→ Supplied entries:

+ + + +

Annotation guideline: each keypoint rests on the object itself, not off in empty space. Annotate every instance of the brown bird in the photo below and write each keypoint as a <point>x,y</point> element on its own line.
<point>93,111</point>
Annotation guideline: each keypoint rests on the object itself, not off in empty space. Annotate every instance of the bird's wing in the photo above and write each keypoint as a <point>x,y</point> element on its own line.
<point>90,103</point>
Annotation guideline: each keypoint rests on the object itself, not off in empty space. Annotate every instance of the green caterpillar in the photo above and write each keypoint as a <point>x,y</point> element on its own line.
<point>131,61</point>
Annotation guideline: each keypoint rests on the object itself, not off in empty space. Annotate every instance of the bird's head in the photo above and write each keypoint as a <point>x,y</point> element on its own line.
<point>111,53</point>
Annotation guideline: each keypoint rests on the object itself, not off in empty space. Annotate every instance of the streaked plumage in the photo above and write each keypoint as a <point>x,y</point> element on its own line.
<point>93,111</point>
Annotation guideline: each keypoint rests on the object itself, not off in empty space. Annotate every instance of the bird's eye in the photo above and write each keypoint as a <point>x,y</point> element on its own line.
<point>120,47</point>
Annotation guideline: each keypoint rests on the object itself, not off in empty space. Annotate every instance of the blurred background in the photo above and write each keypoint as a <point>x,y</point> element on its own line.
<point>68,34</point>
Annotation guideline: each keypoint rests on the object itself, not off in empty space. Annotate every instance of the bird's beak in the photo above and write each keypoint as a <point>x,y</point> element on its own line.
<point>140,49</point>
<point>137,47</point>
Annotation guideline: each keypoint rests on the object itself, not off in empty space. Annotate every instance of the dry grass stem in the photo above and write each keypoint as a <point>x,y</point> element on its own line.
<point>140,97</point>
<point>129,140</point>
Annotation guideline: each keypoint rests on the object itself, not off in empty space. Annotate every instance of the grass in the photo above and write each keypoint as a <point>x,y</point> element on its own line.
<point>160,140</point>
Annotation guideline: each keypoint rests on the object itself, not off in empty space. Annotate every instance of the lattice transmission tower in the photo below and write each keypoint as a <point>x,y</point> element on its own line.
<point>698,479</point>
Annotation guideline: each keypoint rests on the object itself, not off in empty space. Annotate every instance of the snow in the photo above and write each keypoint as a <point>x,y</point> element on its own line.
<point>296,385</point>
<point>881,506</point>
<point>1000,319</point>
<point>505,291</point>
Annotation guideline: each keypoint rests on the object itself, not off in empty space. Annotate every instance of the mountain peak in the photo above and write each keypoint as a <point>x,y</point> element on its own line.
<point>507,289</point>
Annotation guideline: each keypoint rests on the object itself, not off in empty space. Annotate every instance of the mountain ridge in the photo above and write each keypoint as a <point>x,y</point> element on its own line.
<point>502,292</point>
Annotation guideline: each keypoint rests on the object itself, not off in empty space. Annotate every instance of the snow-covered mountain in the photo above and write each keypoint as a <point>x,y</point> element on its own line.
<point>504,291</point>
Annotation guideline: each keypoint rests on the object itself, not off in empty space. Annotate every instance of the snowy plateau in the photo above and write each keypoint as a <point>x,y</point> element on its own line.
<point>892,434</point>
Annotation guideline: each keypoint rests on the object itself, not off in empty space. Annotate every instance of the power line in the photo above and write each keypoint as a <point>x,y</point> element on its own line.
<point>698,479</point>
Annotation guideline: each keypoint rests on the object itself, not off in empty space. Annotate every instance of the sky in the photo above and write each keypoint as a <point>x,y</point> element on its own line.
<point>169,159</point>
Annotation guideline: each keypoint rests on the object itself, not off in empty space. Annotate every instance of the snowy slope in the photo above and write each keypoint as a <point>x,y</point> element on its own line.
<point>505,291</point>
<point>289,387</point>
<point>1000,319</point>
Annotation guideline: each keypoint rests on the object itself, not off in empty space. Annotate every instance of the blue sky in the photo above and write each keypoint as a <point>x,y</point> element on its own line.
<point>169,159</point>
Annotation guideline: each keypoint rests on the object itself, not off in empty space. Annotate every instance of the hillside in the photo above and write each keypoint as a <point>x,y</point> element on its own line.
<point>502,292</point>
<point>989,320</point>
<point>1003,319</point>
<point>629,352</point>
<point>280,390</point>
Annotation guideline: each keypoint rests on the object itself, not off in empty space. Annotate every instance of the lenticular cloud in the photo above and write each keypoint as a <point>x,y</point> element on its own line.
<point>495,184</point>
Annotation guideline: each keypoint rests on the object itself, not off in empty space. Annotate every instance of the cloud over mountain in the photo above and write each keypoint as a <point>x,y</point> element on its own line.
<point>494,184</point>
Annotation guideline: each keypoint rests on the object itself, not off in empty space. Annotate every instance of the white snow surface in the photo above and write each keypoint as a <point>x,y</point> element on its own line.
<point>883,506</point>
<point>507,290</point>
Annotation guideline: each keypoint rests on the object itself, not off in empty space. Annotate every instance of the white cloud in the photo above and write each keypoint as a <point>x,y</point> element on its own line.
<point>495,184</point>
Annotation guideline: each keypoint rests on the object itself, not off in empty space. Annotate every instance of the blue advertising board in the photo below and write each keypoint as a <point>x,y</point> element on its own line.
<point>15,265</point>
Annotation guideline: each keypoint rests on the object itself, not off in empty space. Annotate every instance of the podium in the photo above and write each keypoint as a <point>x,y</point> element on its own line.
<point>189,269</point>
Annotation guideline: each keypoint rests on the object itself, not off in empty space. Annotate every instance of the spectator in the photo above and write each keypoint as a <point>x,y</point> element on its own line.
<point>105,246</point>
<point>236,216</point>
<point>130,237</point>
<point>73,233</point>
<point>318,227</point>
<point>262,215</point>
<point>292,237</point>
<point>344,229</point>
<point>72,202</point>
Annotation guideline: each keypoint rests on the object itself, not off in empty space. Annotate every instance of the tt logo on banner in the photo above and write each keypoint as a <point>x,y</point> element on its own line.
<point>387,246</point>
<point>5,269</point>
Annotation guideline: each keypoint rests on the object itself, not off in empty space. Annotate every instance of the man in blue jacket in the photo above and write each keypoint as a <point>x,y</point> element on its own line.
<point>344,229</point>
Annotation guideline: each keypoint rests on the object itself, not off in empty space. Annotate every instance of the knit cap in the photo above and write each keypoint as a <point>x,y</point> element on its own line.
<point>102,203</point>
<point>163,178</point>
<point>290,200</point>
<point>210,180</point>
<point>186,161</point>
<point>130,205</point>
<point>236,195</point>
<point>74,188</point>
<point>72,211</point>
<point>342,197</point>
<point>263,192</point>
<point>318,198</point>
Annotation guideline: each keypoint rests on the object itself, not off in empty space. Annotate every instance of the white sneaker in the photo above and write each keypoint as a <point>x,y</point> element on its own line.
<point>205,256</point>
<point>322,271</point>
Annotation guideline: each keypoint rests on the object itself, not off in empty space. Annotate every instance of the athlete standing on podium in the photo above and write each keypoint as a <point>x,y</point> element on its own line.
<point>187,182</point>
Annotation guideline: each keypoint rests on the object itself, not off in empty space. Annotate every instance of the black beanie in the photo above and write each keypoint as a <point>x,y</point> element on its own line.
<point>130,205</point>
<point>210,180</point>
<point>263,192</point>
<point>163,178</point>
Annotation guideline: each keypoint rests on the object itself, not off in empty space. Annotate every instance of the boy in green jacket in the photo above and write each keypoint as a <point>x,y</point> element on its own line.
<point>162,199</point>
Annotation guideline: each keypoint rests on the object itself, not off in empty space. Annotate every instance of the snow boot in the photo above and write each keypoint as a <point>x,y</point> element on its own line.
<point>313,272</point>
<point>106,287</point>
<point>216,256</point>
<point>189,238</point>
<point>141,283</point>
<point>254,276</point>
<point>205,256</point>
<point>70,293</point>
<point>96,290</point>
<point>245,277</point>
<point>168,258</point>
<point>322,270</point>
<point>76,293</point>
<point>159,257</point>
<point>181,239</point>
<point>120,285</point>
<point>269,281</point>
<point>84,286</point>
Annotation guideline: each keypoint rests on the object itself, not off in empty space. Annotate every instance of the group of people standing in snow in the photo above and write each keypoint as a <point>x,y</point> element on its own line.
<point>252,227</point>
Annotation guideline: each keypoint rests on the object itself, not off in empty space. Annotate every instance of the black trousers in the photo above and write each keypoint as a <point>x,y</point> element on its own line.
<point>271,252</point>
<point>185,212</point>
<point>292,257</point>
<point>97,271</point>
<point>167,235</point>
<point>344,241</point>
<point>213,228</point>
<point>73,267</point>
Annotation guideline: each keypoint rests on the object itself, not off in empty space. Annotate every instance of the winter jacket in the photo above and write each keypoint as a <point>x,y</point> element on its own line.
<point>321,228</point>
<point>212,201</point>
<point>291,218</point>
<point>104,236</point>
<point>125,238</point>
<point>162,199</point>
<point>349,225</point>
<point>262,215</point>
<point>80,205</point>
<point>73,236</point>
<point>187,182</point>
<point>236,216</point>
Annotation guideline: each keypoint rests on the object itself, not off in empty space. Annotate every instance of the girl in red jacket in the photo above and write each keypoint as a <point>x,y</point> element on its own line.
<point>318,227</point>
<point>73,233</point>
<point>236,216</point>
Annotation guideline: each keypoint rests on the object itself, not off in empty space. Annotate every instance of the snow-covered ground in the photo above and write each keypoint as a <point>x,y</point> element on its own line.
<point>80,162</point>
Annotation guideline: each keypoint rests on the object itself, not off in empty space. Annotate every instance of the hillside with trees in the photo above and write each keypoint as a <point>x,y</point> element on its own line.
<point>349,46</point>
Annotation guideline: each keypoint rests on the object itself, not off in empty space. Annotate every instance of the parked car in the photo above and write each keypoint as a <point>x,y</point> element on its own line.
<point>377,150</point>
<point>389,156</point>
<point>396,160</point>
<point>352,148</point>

+ + + +

→ Task statement: Reproduce verbatim the lines beginning with the one containing "of the parked" and continuing through the final line of the material.

→ Solution below:
Annotation guideline: each keypoint rests on the object itself, not off in empty space. Annotate every instance of the parked car in the photo above and write each keypoint as a <point>x,y</point> element on its own line.
<point>377,150</point>
<point>389,156</point>
<point>396,160</point>
<point>352,148</point>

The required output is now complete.